TASK DIRECTIONS »
Every single entry should be printed exactly.

Source records

—————

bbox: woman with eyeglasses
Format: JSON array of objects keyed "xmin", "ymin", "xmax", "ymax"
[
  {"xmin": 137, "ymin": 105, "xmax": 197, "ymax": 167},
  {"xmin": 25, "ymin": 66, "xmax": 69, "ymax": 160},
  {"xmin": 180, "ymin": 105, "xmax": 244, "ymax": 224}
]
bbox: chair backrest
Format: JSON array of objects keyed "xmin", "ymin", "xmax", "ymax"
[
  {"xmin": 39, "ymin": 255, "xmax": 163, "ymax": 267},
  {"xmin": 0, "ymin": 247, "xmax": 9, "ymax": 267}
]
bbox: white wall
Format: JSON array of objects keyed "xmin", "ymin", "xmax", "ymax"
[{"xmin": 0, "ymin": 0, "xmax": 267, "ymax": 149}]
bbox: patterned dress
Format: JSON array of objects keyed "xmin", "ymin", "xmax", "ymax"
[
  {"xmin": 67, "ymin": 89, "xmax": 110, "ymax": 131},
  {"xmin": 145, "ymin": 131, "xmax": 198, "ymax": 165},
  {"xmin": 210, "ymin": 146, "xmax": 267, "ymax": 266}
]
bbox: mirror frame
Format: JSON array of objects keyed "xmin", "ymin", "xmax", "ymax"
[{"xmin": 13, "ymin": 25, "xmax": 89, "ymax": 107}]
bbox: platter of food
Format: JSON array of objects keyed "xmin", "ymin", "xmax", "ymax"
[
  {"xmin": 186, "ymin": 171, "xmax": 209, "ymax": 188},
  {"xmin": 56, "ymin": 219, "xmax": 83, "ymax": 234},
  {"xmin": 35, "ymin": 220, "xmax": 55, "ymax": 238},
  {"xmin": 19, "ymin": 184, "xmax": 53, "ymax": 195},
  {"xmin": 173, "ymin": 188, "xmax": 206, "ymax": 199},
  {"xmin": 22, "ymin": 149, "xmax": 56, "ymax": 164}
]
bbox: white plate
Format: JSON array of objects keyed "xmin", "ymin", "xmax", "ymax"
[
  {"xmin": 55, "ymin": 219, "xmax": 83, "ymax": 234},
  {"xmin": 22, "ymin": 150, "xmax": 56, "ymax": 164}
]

—————

YOUR RESPONSE »
bbox: woman with eyeglasses
Format: JSON array of objects keyed "xmin", "ymin", "xmax", "ymax"
[
  {"xmin": 137, "ymin": 105, "xmax": 197, "ymax": 167},
  {"xmin": 25, "ymin": 66, "xmax": 69, "ymax": 160},
  {"xmin": 180, "ymin": 105, "xmax": 244, "ymax": 224}
]
bbox: chair backrest
Format: JSON array of objects keyed "xmin", "ymin", "xmax", "ymax"
[
  {"xmin": 39, "ymin": 255, "xmax": 163, "ymax": 267},
  {"xmin": 0, "ymin": 247, "xmax": 9, "ymax": 267}
]
bbox: white wall
Format: JSON array of objects keyed "xmin", "ymin", "xmax", "ymax"
[{"xmin": 0, "ymin": 0, "xmax": 267, "ymax": 149}]
bbox: patterned dress
Format: JSON array of objects keyed "xmin", "ymin", "xmax", "ymax"
[
  {"xmin": 67, "ymin": 89, "xmax": 110, "ymax": 131},
  {"xmin": 145, "ymin": 131, "xmax": 198, "ymax": 165},
  {"xmin": 210, "ymin": 146, "xmax": 267, "ymax": 266}
]
bbox: mirror frame
Format: JSON array of objects keyed "xmin", "ymin", "xmax", "ymax"
[{"xmin": 13, "ymin": 25, "xmax": 89, "ymax": 107}]
bbox: platter of food
Format: JSON array of objects keyed "xmin", "ymin", "xmax", "ymax"
[
  {"xmin": 186, "ymin": 171, "xmax": 209, "ymax": 188},
  {"xmin": 56, "ymin": 219, "xmax": 83, "ymax": 234},
  {"xmin": 35, "ymin": 220, "xmax": 55, "ymax": 238},
  {"xmin": 19, "ymin": 184, "xmax": 53, "ymax": 195},
  {"xmin": 173, "ymin": 188, "xmax": 206, "ymax": 199},
  {"xmin": 22, "ymin": 149, "xmax": 56, "ymax": 164}
]
bbox: white plate
Format: JSON array of objects keyed "xmin", "ymin", "xmax", "ymax"
[
  {"xmin": 55, "ymin": 219, "xmax": 83, "ymax": 234},
  {"xmin": 22, "ymin": 150, "xmax": 56, "ymax": 164}
]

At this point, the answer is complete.